WORK REQUEST:
Please repeat the entries below exactly as written, leaving out any images.

RAW DATA:
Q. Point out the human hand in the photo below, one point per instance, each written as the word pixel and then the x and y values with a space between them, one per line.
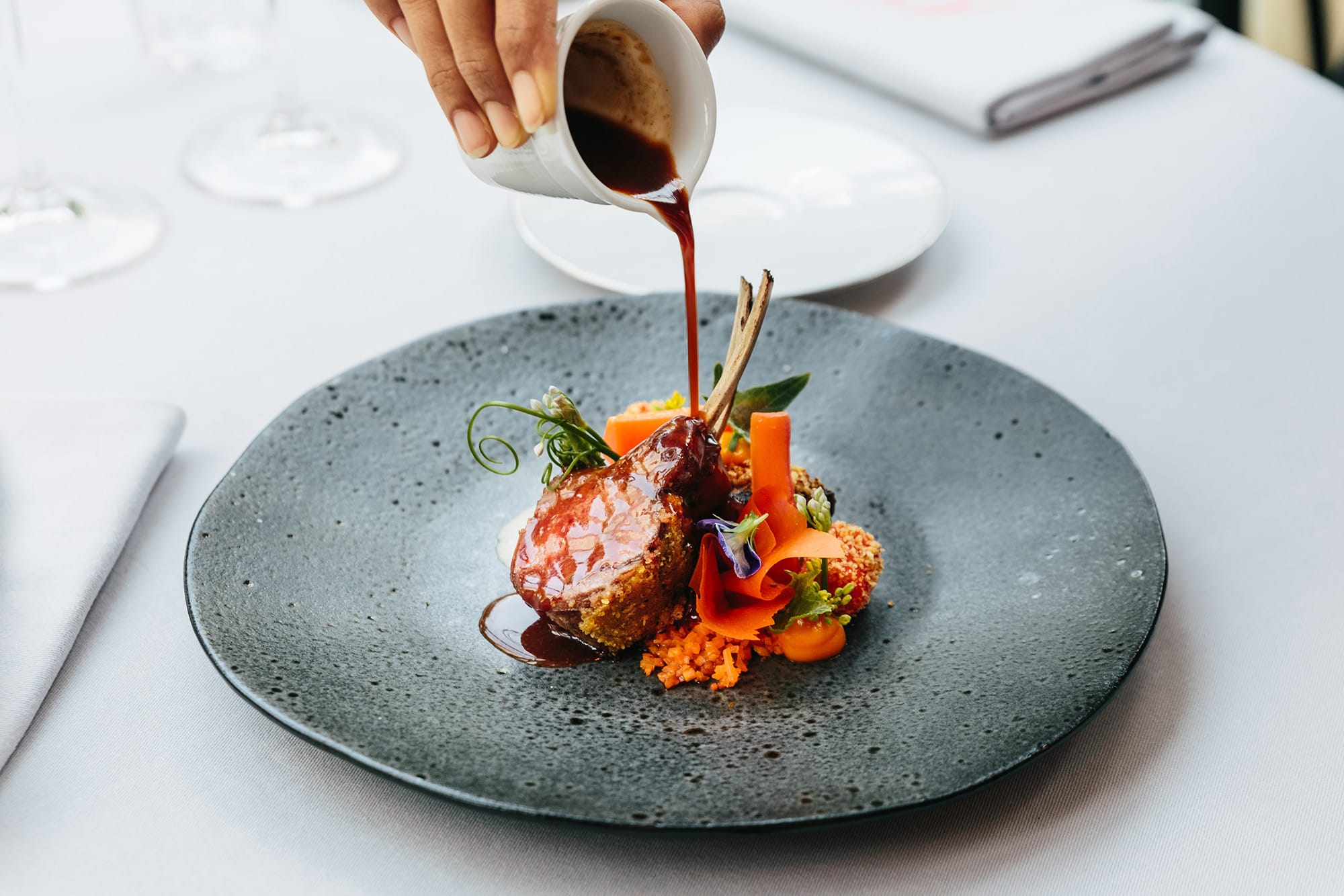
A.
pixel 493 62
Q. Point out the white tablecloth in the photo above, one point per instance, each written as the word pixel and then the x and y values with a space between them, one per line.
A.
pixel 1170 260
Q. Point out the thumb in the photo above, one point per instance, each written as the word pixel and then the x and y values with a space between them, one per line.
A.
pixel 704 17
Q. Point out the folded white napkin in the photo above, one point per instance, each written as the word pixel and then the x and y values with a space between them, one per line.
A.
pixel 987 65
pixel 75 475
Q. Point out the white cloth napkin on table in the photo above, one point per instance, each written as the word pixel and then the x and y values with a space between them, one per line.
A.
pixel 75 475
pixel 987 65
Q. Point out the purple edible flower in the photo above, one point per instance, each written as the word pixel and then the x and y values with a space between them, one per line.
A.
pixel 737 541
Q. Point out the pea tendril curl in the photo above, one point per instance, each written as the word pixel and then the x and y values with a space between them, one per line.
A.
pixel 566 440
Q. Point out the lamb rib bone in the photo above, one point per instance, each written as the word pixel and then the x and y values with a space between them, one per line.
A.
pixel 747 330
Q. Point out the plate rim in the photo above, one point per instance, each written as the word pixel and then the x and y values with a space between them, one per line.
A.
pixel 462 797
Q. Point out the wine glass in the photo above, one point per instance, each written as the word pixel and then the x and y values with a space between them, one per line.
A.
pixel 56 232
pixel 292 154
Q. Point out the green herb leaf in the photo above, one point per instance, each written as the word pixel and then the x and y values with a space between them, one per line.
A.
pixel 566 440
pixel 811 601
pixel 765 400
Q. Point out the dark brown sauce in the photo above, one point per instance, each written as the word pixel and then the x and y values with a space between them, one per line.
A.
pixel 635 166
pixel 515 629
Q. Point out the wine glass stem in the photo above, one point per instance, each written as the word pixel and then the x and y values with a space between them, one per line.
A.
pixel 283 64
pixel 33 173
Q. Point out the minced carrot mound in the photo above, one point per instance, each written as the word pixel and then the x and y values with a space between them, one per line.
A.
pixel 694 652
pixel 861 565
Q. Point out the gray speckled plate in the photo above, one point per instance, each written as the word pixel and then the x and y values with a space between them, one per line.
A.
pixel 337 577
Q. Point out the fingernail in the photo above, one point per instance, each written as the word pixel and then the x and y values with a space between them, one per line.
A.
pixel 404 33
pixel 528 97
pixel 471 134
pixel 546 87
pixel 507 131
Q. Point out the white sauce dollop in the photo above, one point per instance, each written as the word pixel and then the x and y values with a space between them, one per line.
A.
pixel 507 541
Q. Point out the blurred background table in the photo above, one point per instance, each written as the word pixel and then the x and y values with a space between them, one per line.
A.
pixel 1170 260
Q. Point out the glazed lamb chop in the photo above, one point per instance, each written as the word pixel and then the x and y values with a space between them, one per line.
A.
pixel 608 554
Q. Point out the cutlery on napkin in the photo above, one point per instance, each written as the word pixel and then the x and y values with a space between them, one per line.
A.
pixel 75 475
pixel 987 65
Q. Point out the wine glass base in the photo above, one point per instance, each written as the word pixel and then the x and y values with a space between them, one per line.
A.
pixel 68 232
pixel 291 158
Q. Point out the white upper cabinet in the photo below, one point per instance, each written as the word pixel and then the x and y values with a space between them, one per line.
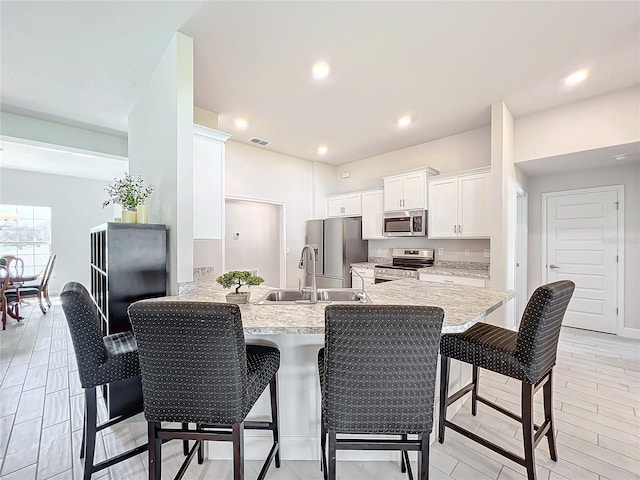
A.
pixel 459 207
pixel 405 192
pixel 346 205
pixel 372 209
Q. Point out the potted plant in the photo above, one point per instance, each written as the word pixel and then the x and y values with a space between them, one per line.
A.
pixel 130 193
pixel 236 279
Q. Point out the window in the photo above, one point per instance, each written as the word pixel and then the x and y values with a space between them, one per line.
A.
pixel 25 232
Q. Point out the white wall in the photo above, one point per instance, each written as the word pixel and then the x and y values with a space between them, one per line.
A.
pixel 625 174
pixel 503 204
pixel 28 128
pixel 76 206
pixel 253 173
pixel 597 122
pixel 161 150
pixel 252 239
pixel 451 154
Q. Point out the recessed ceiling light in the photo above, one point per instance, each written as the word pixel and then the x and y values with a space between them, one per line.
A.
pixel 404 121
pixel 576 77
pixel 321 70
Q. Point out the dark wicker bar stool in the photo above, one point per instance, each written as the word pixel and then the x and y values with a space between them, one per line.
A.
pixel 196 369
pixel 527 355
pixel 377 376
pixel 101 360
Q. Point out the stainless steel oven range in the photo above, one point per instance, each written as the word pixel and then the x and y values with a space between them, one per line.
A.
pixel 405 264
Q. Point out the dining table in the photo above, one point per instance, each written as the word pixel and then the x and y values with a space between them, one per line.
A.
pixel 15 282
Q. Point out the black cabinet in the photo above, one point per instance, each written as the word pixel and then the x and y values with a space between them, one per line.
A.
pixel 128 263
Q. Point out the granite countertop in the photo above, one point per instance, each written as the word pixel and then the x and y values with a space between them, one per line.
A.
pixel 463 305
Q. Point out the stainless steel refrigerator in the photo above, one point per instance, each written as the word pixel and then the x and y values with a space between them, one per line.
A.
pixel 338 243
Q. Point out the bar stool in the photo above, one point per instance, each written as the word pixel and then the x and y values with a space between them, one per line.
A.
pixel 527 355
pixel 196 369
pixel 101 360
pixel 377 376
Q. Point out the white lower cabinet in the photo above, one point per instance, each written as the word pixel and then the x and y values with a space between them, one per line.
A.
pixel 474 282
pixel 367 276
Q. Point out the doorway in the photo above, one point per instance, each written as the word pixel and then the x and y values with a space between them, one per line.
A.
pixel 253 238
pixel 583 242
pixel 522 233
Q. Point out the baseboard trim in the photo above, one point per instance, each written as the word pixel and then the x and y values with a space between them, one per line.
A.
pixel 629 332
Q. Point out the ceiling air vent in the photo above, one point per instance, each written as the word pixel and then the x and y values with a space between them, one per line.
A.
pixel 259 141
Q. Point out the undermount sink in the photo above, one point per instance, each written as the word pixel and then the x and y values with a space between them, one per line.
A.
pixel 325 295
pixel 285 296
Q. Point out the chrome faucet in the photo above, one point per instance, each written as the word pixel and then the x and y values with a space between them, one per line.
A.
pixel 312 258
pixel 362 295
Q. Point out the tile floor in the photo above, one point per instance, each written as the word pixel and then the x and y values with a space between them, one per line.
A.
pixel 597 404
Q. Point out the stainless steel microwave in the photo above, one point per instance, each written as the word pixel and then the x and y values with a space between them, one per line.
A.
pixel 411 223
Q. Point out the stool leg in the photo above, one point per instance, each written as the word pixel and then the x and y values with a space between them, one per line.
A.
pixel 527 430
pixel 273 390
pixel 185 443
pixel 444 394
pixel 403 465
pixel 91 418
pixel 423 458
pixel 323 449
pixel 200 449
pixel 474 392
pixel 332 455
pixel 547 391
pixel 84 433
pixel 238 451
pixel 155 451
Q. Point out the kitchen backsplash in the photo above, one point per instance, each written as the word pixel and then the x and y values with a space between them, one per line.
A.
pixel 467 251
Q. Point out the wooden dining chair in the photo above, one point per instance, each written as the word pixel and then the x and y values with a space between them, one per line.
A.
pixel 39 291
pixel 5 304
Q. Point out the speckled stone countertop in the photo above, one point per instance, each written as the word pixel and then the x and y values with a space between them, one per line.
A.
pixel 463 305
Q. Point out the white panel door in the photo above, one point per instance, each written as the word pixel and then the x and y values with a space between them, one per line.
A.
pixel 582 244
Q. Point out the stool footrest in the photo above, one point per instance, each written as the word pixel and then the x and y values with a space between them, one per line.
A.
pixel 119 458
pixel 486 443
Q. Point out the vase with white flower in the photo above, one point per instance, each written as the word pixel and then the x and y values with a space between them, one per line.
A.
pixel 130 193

SOLUTION FOR THIS EXERCISE:
Q. Point out the human hand in the photo below, one point per instance, each written as the word pixel and then the x and y values with a space between them, one per line.
A.
pixel 493 62
Q. Point out the white tablecloth in the photo above, one point per instance, each written as the word pixel and then the x and y values with a space between them, one per line.
A.
pixel 1170 260
Q. Point out the thumb in the photo above, one point per instance, each written as the word pixel and then the x and y values with a space between them, one per line.
A.
pixel 704 17
Q. Point out the folded white napkin in the photo above, one point per instance, each written as the word pixel and then the x and y values with a space between them, one per line.
A.
pixel 987 65
pixel 75 475
Q. Point out the white cloth napkin on table in the photo above, one point per instance, each written as the word pixel and then the x and y values with a space between them, one per line.
A.
pixel 75 475
pixel 987 65
Q. Point out the purple edible flower in the photo above, one point per instance, each written as the word pixel and then the x and y values with a space between them, one per line.
A.
pixel 737 541
Q. Point out the pea tendril curl in the photo above, one point per instance, each written as the word pixel and then the x and y values with a space between them, one per line.
A.
pixel 566 440
Q. Point out the lamb rib bone in the photo above, one point per instance, each written as the word pixel and then the x and y values with a space between them, one per line.
A.
pixel 747 330
Q. Point out the plate rim in the photo above, one point per instance, each written as the word pixel and then the x and y values with a space between them, one per line.
A.
pixel 462 797
Q. Point out the wine glass in the photo above, one point per instance, each written as the word pixel and then the x and y values with a space between them, one per line.
A.
pixel 56 232
pixel 292 154
Q. Point out the green herb leaf in the photo above, one point per instance, each written as the word pixel and then the x and y values with a space between them, one per line.
A.
pixel 566 440
pixel 811 601
pixel 765 400
Q. Point out the dark brown sauce in the photo above, one point per instance, each written as the word pixel and then the x and y values with a space between them, one per line.
A.
pixel 635 166
pixel 515 629
Q. Point out the wine glass stem in the photo above, one point per instance, each written as the word pixel and then the x and y values with a space between them, one per line.
A.
pixel 283 64
pixel 33 173
Q. Point out the minced carrot mound in the photo above, one point per instance, each written as the word pixel and then the x and y values with a space between them, one per line.
A.
pixel 694 652
pixel 861 565
Q. Point out the gray speckled plate in the photo above, one point per instance, each written as the word pixel and then the x and y values with a space between them, one per line.
A.
pixel 337 577
Q. Point out the fingernail in the photo above, one point per instance, each written as the word pixel and then the x and y values with a space between them, one per line.
A.
pixel 404 33
pixel 528 97
pixel 471 134
pixel 546 87
pixel 507 131
Q. Point out the white sauce dollop in the photo above, one point per instance, each written as the word pixel and then the x and y values with a space between them, one per line.
A.
pixel 507 541
Q. Point out the blurred background table in the photo above, one point per instance, each written as the word pixel and then the x and y values with a space between them, one per line.
A.
pixel 1170 260
Q. Point out the glazed lamb chop in the photo above, one point per instance, each written as the word pixel and then the x and y values with a space between them, one per line.
A.
pixel 608 554
Q. Point out the cutlery on napkin in the photo above, one point per instance, each written as the word pixel and then the x and y values with a space between them, one per line.
A.
pixel 75 475
pixel 987 65
Q. Point out the wine glass base in the photo above, one point per instance, each written as the word pixel and then the x and y values with a space between them, one per line.
A.
pixel 68 232
pixel 291 158
Q. Point out the white upper cabinet in the photo below, one point per instance, each written as the word pixel and then the x and y values with a space between them, one per line.
A.
pixel 459 207
pixel 405 192
pixel 346 205
pixel 372 209
Q. Point out the potted plant in the photo above, one point per instance, each written as the word pixel and then the x and y values with a space between them, one per line.
A.
pixel 130 193
pixel 236 279
Q. Point out the window in the photo above, one point per instance, each written as the word pixel and then the x and y values with a space between them, one per line.
A.
pixel 25 232
Q. Point out the white wall in the photo above, one point per instance, each written as the word pixel and then the x and y values with a space between them, one per line.
A.
pixel 625 174
pixel 503 204
pixel 28 128
pixel 76 206
pixel 253 173
pixel 597 122
pixel 161 150
pixel 252 239
pixel 451 154
Q. Point out the recessed ceiling light in the photo above, one point per instance, each written as the word pixel and then the x and y values with a space between them, one per line.
A.
pixel 404 121
pixel 576 77
pixel 321 70
Q. Point out the dark wicker bar stool in the photo above, one point per instance, each written as the word pixel and then the x and y values with a space between them, one per line.
A.
pixel 196 369
pixel 527 355
pixel 377 376
pixel 101 360
Q. Point out the stainless steel oven range in the photo above, one point per instance, each written as the word pixel and then the x and y values with a space between them, one per line.
A.
pixel 405 264
Q. Point out the dining table in the photo above, one point per instance, each written as the word pixel and then the x and y values with a space between them, one per line.
A.
pixel 15 282
Q. Point out the black cabinet in the photo above, one point per instance, each written as the word pixel and then the x and y values with a space between them, one per line.
A.
pixel 128 263
Q. Point out the granite countertop in the photo above, one point per instance, each written as the word pixel and then the x and y values with a space between them, one per line.
A.
pixel 463 305
Q. Point out the stainless steel refrigerator in the photo above, one point per instance, each written as the word pixel and then the x and y values with a space between them, one per line.
A.
pixel 338 243
Q. Point out the bar stool in the photo above, one point per instance, each written as the word pixel and then the x and y values with a space between them, one per line.
A.
pixel 527 355
pixel 196 369
pixel 101 360
pixel 377 376
Q. Point out the white lower cabinet in the photo above, one point per instance, each written as the word pixel and then the x and y values with a space between them, one per line.
A.
pixel 474 282
pixel 367 276
Q. Point out the doorway in the photo above, one point per instance, each written as the word pixel and then the x and y values with a space between them, one per line.
A.
pixel 253 238
pixel 583 242
pixel 522 233
Q. Point out the baseboard trim in the photo above, one point per instance, each written as the word pixel and then the x and y values with a space between them, one per line.
A.
pixel 629 332
Q. Point out the ceiling air vent in the photo above, one point per instance, each written as the word pixel and then the x and y values with a space between them, one per line.
A.
pixel 259 141
Q. Point out the undermount sink in the photo above, one point per instance, each written as the word pixel and then the x and y values with a space between them, one per line.
A.
pixel 325 295
pixel 285 296
Q. Point out the chrome faucet in the photo above, one point per instance, each written as the word pixel and then the x and y values with a space between them, one per line.
A.
pixel 312 258
pixel 362 295
Q. Point out the tile floor in the photo above, one point per instance, each written as the word pixel and then the x and y values with a space between them, one per line.
A.
pixel 597 404
Q. Point out the stainless steel microwave in the photo above, one point per instance, each written as the word pixel and then the x and y values with a space between them, one per line.
A.
pixel 411 223
Q. Point out the stool leg in the photo above, one point per instance, each written as the word pixel and then the x and y values with a space between them, one per line.
A.
pixel 527 430
pixel 273 390
pixel 185 443
pixel 444 394
pixel 403 465
pixel 91 418
pixel 423 458
pixel 323 449
pixel 200 449
pixel 474 392
pixel 332 455
pixel 547 391
pixel 84 433
pixel 238 451
pixel 155 451
Q. Point out the kitchen backsplash in the photo above, one point per instance, each written as the word pixel and then the x and y values with a space between them, one per line.
A.
pixel 467 251
Q. Point out the wooden dining chair in the photo above, one point per instance, each written as the word pixel and then the x and y values with a space between them, one per line.
A.
pixel 39 291
pixel 5 304
Q. Point out the speckled stone countertop in the photo above, one point per instance, each written as the word pixel and then the x and y values with a space between them, one per line.
A.
pixel 463 305
Q. Point out the white panel door in the photo above, one point per instance, each written as the word pixel and then the x and y values with a space between them, one per line.
A.
pixel 582 244
Q. Point out the stool footrest in the photo above, one point per instance, each written as the word pixel and then the x and y values with a space between them, one per line.
A.
pixel 119 458
pixel 486 443
Q. Point out the vase with white flower in the photo above, one point per instance, each written as the word pixel and then the x and y values with a space between them, one per line.
A.
pixel 130 193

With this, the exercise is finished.